◆ Exercise directions
Rewrite the lines below, swapping "drop a point" for "place a point" wherever it appears and leaving everything else as it is.

(Stored data)
○ ○ ○ ○
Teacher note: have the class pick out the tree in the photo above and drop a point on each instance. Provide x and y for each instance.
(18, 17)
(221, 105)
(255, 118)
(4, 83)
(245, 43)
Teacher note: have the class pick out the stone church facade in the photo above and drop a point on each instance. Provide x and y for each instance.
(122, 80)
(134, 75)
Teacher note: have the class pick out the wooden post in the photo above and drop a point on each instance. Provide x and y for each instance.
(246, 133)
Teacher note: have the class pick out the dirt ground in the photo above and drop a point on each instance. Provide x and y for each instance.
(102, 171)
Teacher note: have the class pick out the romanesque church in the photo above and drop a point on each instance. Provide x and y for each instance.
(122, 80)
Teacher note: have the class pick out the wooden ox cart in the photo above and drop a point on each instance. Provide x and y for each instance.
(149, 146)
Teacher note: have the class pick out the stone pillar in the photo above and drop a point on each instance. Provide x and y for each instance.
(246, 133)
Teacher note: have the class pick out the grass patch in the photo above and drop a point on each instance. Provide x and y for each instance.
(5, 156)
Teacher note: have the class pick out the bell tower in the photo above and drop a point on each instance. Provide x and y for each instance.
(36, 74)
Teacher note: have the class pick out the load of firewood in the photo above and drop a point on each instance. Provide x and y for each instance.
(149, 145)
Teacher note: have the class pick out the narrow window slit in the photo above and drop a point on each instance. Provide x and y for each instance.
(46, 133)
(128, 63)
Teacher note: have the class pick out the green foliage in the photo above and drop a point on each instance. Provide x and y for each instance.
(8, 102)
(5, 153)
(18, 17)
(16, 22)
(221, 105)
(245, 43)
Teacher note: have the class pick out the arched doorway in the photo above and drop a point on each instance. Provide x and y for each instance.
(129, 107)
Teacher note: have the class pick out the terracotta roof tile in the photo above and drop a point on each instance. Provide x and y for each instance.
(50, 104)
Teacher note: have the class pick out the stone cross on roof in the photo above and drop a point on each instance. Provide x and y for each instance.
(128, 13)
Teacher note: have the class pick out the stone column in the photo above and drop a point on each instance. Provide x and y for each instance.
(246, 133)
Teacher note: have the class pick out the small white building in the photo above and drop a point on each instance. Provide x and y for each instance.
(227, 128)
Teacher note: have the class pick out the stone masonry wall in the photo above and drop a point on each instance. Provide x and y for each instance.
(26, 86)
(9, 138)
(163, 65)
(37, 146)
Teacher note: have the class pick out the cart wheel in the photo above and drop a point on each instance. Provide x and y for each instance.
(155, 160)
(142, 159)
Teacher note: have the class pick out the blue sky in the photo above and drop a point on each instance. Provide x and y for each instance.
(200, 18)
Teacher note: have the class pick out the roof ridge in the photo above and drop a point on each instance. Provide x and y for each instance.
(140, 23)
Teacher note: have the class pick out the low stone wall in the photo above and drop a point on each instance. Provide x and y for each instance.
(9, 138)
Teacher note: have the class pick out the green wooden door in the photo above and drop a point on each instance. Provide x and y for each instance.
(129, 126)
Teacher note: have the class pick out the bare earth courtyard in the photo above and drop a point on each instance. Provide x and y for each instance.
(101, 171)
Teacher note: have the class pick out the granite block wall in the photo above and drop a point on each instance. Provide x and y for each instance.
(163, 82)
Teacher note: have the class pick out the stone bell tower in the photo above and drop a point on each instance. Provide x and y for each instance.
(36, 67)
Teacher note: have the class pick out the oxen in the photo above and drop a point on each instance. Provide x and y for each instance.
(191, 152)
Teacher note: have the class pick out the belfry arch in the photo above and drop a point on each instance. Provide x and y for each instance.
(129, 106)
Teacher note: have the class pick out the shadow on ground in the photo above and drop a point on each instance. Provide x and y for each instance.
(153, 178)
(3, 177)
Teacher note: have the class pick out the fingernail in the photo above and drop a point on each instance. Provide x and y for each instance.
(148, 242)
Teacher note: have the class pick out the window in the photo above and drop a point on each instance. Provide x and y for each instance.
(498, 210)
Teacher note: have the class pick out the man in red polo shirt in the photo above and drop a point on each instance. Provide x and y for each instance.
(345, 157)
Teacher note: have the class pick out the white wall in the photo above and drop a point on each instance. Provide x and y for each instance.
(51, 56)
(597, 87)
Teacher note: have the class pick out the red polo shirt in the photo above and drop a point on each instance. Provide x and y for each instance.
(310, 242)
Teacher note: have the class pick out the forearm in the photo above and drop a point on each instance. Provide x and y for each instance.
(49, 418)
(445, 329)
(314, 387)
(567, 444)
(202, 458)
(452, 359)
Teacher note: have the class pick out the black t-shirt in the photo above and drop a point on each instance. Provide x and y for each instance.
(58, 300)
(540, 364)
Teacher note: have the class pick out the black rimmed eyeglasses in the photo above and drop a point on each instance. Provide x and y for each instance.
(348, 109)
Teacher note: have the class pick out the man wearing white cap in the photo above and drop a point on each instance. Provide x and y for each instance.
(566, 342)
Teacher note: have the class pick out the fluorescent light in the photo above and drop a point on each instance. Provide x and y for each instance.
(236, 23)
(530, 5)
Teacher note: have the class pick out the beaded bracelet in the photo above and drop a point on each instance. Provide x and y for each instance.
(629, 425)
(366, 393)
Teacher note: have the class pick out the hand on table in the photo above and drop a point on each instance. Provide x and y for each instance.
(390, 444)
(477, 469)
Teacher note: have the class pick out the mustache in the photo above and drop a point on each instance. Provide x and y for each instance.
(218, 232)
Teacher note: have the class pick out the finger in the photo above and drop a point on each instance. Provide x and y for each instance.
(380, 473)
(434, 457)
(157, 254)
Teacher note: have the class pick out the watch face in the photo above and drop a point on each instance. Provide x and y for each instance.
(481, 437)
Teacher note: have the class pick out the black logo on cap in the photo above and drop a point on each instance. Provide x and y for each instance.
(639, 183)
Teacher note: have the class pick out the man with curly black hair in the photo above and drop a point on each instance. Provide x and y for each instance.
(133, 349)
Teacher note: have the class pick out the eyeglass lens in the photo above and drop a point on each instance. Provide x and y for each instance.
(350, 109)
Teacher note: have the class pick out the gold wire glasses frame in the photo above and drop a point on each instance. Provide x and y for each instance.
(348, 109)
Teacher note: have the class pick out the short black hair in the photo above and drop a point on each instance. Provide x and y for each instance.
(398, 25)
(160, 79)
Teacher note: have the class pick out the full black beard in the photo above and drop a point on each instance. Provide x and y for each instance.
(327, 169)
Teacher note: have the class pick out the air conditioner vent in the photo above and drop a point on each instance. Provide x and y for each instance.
○ ○ ○ ○
◆ Answer to this exercise
Teacher note: have the class pick out the tree in the photo above and place a point on each instance. Provide x and y for each instance.
(18, 17)
(221, 105)
(255, 118)
(4, 83)
(245, 43)
Teacher note: have the class pick out the stone church facade in the photo above and place a point on each instance. Provide x and y for each instance.
(122, 80)
(134, 75)
Teacher note: have the class pick out the wooden post in the photo above and place a point on each instance. Provide x and y for each instance.
(246, 133)
Teacher note: have the class pick out the dirt ground in the photo above and place a point on each instance. Provide x and y for each instance.
(102, 171)
Teacher note: have the class pick out the romanesque church in the photo above and place a point on each instance. Provide x and y for each instance.
(122, 80)
Teacher note: have the class pick out the wooden ox cart in the photo above and place a point on each instance. Provide x and y for each instance.
(149, 146)
Teacher note: have the class pick out the stone pillar in the photo above and place a point on each instance. Provide x and y for each instance.
(246, 133)
Teacher note: have the class pick out the grass patch in the photo above and place a point on each instance. Provide x and y for each instance.
(5, 156)
Teacher note: have the class pick out the bell tower in the photo above and place a point on each instance. Provide x and y for each instance.
(36, 74)
Teacher note: have the class pick out the load of firewood in the photo above and place a point on each instance. Provide x and y for each instance.
(149, 145)
Teacher note: have the class pick out the narrow window slit in the photo above and place a point on each instance. Provide x and y for each instance.
(46, 133)
(128, 63)
Teacher note: have the class pick out the green foliage in the photo above and place a point on each instance. Provide x and y for each instance.
(8, 102)
(5, 153)
(18, 17)
(16, 22)
(221, 105)
(245, 43)
Teacher note: have the class pick out the arched doorway in the photo above and place a point on each instance. Provide x and y for each instance.
(129, 107)
Teacher note: have the class pick out the terracotta roof tile in the photo above and place a point on each instance. Provide x and y for each instance.
(50, 104)
Teacher note: have the class pick out the stone cross on roof in the photo above and place a point on each instance. Provide x and y for each instance.
(128, 13)
Teacher note: have the class pick out the stone column in the photo above and place a point on each instance. Provide x and y for each instance.
(246, 133)
Teacher note: have the class pick out the small white building in the photo above and place a point on each instance. Provide x and y for each instance.
(227, 128)
Teacher note: have the class pick out the stone masonry wall in the photo above and place a point on each instance. Provide x and y for each instance.
(26, 86)
(9, 138)
(163, 65)
(37, 146)
Teacher note: have the class pick out the cart wheel in the photo above and place a point on each instance. Provide x and y for each instance.
(155, 160)
(142, 159)
Teacher note: have the class pick out the blue sky in the photo above and place a point on each instance. Provide x and y for each instance.
(200, 18)
Teacher note: have the class pick out the roof ridge in the photo above and place a point on each instance. Provide x and y for each instance.
(140, 23)
Teacher note: have the class pick out the low stone wall in the photo above and place a point on each instance. Provide x and y for each instance.
(9, 138)
Teacher note: have the class pick out the green wooden door in the photo above and place a point on each instance. Provide x and y for each instance.
(129, 126)
Teacher note: have the class pick out the bare earth courtyard in the photo above and place a point on each instance. Provide x and y for each instance.
(101, 171)
Teacher note: have the class pick out the granite block wall in the photo above and place a point on each instance. Provide x and y for each instance.
(163, 82)
Teacher note: have the class pick out the stone bell tower in the photo above and place a point on each instance. Provide x and y for each instance.
(36, 67)
Teacher note: have the class pick out the oxen in the photo above and place a point on each instance. Provide x and y for each instance.
(191, 152)
Teacher note: have the class pick out the belfry arch in the photo above and place a point on each instance. Provide x and y for each instance.
(129, 106)
Teacher note: have the class pick out the shadow on ground in the photo above and place a point on each instance. Provide x and y for each instance.
(153, 178)
(3, 177)
Teacher note: have the class pick out the fingernail in the photo above and place a point on each instance. Provide x and y for each instance.
(148, 242)
Teacher note: have the class pick out the window in the photo above and place a point on each instance. Provide x and y for each instance.
(498, 210)
Teacher note: have the class pick out the man in red polo shirt in the photo above and place a point on each instance. Provide x and y for each instance.
(345, 157)
Teacher note: have the class pick out the white wall in the photo above and place a point on each instance. Provide x and y for each instance.
(51, 56)
(597, 87)
Teacher note: have the class pick out the red polo shirt in the photo above and place a point on each instance. Provide x and y for each instance.
(310, 242)
Teacher note: have the class pick out the forearm in the photo above and place a point on each instance. Provide x and y for each instance.
(49, 418)
(445, 329)
(314, 387)
(567, 444)
(202, 458)
(452, 359)
Teacher note: have the class pick out the black t-shirt in the photo above and place a point on each instance. Provide x and y for each instance.
(58, 300)
(540, 364)
Teacher note: have the class pick out the black rimmed eyeglasses in the photo above and place a point on each instance. Provide x and y for each instance.
(348, 109)
Teacher note: have the class pick out the man wearing white cap in the photo above and place a point on each instance. Provide x and y for each instance.
(566, 342)
Teacher note: have the class pick out the fluorescent light in the photo above and place a point on each instance. Provide x and y for each instance.
(236, 23)
(530, 5)
Teacher note: have the class pick out the beaded bracelet in the photo above and place a point on each instance. Provide x and y for each instance.
(629, 425)
(366, 393)
Teacher note: have the class pick out the hand on table in the photo above and place a point on each instance. Provide x and y for each instance.
(390, 444)
(477, 469)
Teacher note: have the class pick out the mustache in the photo above and place a point on each instance. Provide x and y for each instance.
(218, 232)
Teacher note: have the class pick out the finger in the photo above and place a point on each instance. Provide x and y for each instance.
(380, 473)
(434, 457)
(157, 254)
Teacher note: have the class pick out the watch face in the photo above and place a point on each instance. Provide x and y for each instance.
(481, 437)
Teacher note: have the class pick out the black logo on cap in the photo above and place a point on each instance. Provide x and y for each instance.
(639, 183)
Teacher note: have the class pick out the man with curly black hair in the photo above and place a point on each instance. Provide x and y for each instance.
(133, 349)
Teacher note: have the class pick out the eyeglass lens in the photo above and place a point on each instance. Provide x and y for each instance.
(350, 109)
Teacher note: have the class pick out the gold wire glasses frame in the photo above and place a point on each instance. Provide x and y for each instance.
(348, 109)
Teacher note: have the class pick out the short black hair in the photo above and place a point on each instance. Provide x and y for each instance.
(398, 25)
(160, 79)
Teacher note: have the class pick out the full black beard in the photo above and place a point on each instance. Provide x and y for each instance.
(327, 169)
Teacher note: have the class pick out the air conditioner vent in the photo above and place a point on each instance. Provide x and y for each instance.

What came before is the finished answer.